> **Goal**
Copy the listing below verbatim, from its start through the line that contains "<point>347,451</point>", including that line. Leave the pictures out of your copy.

## start Records for the task

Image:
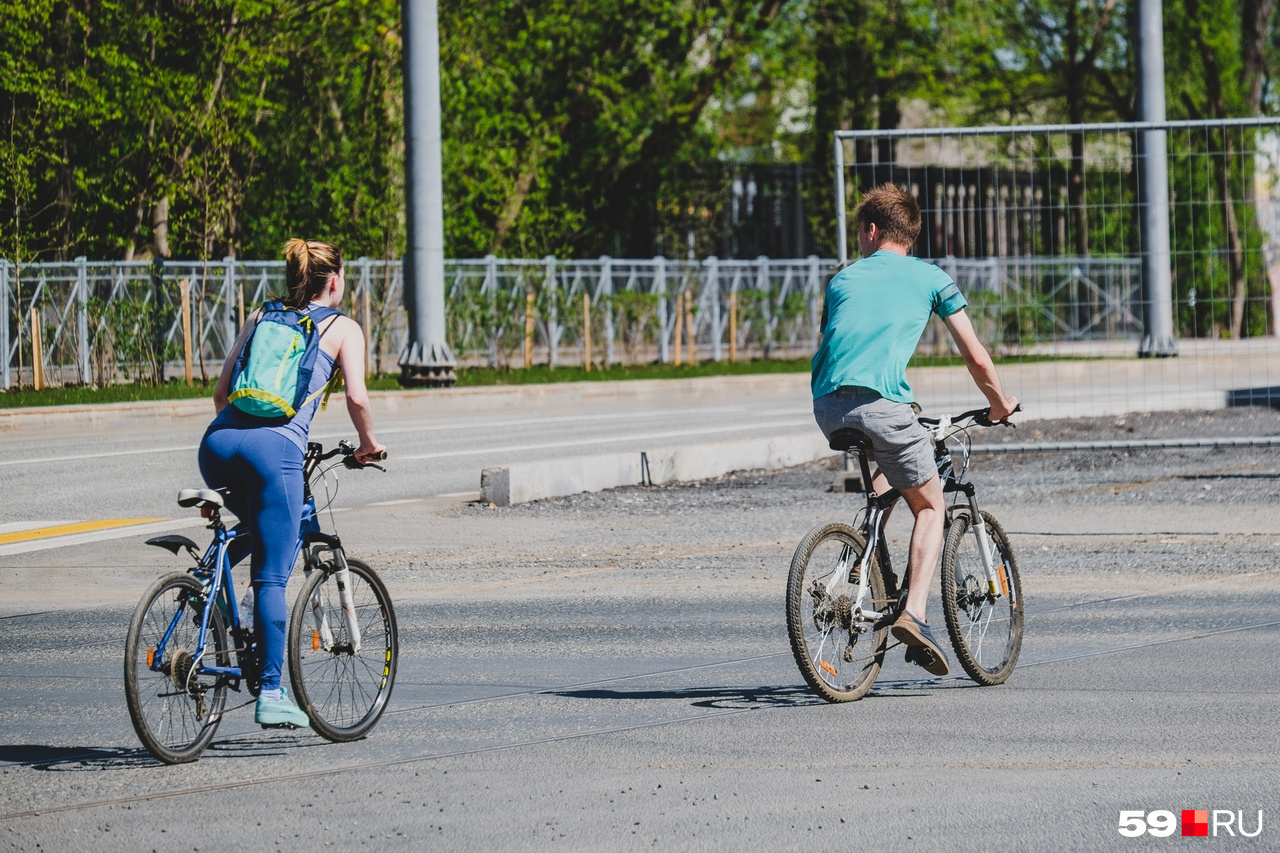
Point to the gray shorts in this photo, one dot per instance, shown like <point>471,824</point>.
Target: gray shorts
<point>900,446</point>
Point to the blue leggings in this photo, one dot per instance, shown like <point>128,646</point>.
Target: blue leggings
<point>263,469</point>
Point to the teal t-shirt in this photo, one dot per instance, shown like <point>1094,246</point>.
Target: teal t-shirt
<point>872,320</point>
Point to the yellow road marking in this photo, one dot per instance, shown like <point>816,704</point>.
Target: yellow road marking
<point>65,529</point>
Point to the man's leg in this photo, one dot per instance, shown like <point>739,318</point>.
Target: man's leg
<point>910,628</point>
<point>929,510</point>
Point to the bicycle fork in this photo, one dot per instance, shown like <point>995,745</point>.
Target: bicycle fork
<point>996,583</point>
<point>862,614</point>
<point>346,601</point>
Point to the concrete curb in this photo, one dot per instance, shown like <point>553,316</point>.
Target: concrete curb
<point>479,400</point>
<point>558,478</point>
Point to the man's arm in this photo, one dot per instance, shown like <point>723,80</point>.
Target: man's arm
<point>981,366</point>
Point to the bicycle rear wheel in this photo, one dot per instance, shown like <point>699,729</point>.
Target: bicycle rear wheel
<point>174,708</point>
<point>344,692</point>
<point>986,628</point>
<point>839,657</point>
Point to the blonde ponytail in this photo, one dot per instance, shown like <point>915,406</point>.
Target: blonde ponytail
<point>307,267</point>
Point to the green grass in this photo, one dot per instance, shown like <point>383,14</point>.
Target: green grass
<point>467,377</point>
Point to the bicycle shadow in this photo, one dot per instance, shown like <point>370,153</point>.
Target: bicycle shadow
<point>95,758</point>
<point>45,757</point>
<point>708,697</point>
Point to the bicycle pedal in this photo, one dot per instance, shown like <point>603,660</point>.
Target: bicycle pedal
<point>919,656</point>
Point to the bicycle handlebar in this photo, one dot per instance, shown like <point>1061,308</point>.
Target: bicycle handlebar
<point>981,416</point>
<point>347,451</point>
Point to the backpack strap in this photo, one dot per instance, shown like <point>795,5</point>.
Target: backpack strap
<point>336,381</point>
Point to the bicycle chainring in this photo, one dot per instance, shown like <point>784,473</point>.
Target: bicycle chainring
<point>179,669</point>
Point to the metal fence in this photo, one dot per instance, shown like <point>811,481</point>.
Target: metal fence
<point>1042,226</point>
<point>1068,196</point>
<point>105,322</point>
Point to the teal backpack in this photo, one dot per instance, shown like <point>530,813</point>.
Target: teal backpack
<point>273,370</point>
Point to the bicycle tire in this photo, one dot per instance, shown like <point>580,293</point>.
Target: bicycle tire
<point>167,719</point>
<point>986,630</point>
<point>342,692</point>
<point>837,661</point>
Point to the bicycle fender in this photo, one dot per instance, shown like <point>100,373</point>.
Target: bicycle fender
<point>174,543</point>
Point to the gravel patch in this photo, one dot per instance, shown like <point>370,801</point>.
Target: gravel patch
<point>767,512</point>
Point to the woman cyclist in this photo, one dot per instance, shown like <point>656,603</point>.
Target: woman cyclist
<point>261,465</point>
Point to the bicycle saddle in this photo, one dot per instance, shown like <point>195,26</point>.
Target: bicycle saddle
<point>848,438</point>
<point>200,497</point>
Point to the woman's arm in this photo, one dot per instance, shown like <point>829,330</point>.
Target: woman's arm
<point>351,359</point>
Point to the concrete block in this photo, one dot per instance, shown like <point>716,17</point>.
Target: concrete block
<point>557,478</point>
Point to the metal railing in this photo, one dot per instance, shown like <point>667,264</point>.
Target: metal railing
<point>105,322</point>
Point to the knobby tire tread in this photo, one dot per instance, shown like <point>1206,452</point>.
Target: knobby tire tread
<point>796,593</point>
<point>300,621</point>
<point>956,621</point>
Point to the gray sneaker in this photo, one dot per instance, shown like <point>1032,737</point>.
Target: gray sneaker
<point>280,714</point>
<point>922,648</point>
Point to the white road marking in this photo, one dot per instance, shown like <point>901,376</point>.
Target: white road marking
<point>609,439</point>
<point>425,428</point>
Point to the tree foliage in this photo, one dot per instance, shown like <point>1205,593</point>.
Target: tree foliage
<point>210,127</point>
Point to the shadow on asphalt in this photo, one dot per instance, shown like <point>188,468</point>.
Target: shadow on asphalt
<point>709,697</point>
<point>44,757</point>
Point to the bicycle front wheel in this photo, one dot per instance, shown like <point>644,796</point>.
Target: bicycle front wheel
<point>986,625</point>
<point>343,689</point>
<point>837,656</point>
<point>174,708</point>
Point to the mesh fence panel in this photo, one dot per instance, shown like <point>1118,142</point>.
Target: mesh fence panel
<point>1042,229</point>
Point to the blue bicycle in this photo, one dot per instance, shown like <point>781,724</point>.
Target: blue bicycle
<point>188,641</point>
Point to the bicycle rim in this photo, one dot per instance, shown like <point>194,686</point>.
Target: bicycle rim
<point>174,710</point>
<point>837,657</point>
<point>986,628</point>
<point>343,692</point>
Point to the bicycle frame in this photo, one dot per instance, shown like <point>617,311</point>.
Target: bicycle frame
<point>214,571</point>
<point>880,505</point>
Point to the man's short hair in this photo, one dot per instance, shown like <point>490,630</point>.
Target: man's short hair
<point>895,213</point>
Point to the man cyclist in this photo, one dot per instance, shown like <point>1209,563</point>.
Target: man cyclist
<point>872,320</point>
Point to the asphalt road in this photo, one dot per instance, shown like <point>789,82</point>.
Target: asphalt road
<point>611,671</point>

## end Records for the task

> **Final result**
Image:
Point to the gray shorts in this photo, one dot per instance, shown like <point>471,824</point>.
Target: gray shorts
<point>900,446</point>
Point to the blue leggings in this photo, one dot per instance, shown like <point>128,646</point>.
Target: blue leggings
<point>263,469</point>
Point to the teal t-shirt in this photo, one dot per instance, shown like <point>1094,246</point>.
Target: teal t-shirt
<point>872,320</point>
Point to the yellow road marking in this photo, one dot per instance, shown like <point>816,704</point>.
Target: yellow road marking
<point>65,529</point>
Point to the man's leg in this photo, one dot per instance, shown like <point>739,318</point>.
Target: man's leg
<point>910,628</point>
<point>929,510</point>
Point to the bicycle fork in this photo, one dot per instance, shown like <point>995,745</point>.
Target: bicycle fork
<point>996,583</point>
<point>862,614</point>
<point>346,601</point>
Point to the concrete curb in this photo, one dot per instance, shown like <point>553,316</point>.
Target: concrete curb
<point>479,400</point>
<point>558,478</point>
Point to the man's arm in this photo, one dot per instance, shown like <point>723,80</point>.
Target: man's arm
<point>981,366</point>
Point to the bicycle rear wheel in this photo, one dot per instance, shown like <point>699,729</point>.
Target: bicycle rear wheel
<point>174,708</point>
<point>344,692</point>
<point>986,628</point>
<point>839,657</point>
Point to the blonde ponytail in this photo, one dot per instance, shown like <point>915,406</point>.
Target: blonde ponytail
<point>307,267</point>
Point to the green grass in this photo, one dot per instance, shown like <point>383,14</point>.
Target: green grass
<point>467,377</point>
Point to the bicycle shadow in this photo, one dot per instance, shown like <point>370,153</point>.
Target: bicycle shadow
<point>95,758</point>
<point>45,757</point>
<point>708,697</point>
Point to the bicycle pedal in this photo, one dot per instance, shown like <point>603,660</point>.
Target: bicycle pedal
<point>919,656</point>
Point to the bicycle handlebar in this photo, one dot per instance, shown like <point>1061,308</point>.
Target: bicycle handlebar
<point>981,416</point>
<point>347,451</point>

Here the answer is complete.